(Rows of box annotation data)
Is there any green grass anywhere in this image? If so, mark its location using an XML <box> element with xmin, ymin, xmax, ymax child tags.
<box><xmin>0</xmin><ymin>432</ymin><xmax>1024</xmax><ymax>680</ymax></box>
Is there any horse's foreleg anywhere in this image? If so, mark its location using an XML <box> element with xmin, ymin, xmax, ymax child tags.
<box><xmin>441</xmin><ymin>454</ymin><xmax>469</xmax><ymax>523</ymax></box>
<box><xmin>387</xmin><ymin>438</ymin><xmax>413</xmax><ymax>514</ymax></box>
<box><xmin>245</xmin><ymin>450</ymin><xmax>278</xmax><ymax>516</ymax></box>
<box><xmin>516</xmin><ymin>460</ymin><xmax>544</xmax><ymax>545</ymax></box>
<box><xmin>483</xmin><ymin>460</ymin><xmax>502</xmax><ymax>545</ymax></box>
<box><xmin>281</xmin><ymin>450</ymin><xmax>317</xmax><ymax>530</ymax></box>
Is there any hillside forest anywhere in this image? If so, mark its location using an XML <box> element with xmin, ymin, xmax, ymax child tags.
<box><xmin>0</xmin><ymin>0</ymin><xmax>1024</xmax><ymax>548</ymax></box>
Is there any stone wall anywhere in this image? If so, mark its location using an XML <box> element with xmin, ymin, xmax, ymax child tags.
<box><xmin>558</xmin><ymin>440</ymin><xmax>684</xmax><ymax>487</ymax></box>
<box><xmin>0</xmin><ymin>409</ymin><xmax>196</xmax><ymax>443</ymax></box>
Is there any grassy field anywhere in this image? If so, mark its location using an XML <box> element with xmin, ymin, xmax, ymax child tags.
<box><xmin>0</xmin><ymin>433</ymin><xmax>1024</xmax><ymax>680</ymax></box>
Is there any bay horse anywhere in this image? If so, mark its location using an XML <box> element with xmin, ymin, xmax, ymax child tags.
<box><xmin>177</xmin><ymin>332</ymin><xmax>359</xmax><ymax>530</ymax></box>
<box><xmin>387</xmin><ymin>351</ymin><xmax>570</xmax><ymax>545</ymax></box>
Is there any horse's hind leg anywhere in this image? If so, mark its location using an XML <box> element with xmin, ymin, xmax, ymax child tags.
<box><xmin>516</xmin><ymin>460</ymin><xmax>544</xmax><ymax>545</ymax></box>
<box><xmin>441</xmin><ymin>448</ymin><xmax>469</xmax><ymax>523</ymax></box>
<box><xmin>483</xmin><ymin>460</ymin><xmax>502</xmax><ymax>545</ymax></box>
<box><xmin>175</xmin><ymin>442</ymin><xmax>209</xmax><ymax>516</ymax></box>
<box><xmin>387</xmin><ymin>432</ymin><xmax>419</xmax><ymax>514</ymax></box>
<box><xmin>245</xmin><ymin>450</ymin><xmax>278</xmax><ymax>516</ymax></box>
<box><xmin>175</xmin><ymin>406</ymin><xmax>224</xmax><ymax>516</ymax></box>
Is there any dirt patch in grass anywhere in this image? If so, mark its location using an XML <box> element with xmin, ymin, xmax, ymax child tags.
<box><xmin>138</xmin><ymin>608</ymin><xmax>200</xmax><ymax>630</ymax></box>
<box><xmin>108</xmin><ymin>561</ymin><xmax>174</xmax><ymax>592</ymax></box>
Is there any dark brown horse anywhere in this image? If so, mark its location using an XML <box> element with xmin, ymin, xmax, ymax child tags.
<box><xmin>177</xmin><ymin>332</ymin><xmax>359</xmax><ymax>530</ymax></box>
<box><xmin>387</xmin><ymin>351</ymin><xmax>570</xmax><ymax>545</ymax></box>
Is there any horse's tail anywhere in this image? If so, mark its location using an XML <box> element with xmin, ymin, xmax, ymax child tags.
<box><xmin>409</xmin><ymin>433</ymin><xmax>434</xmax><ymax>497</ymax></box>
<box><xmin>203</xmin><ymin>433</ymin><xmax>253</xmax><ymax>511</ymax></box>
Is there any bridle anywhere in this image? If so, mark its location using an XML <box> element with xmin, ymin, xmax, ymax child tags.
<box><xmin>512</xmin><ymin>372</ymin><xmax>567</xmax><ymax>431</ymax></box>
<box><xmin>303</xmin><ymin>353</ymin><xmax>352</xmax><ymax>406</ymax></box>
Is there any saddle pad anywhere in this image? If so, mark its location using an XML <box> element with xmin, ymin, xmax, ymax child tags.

__REQUIRED WORK__. Which lines in the listing above contain the string "stone", with case counting? Show each of those lines in full.

__RESULT OF THE EXERCISE__.
Is there any stone wall anywhere in this image? If so, mark its location using an XML <box> element with xmin, ymin, xmax, ymax child tags.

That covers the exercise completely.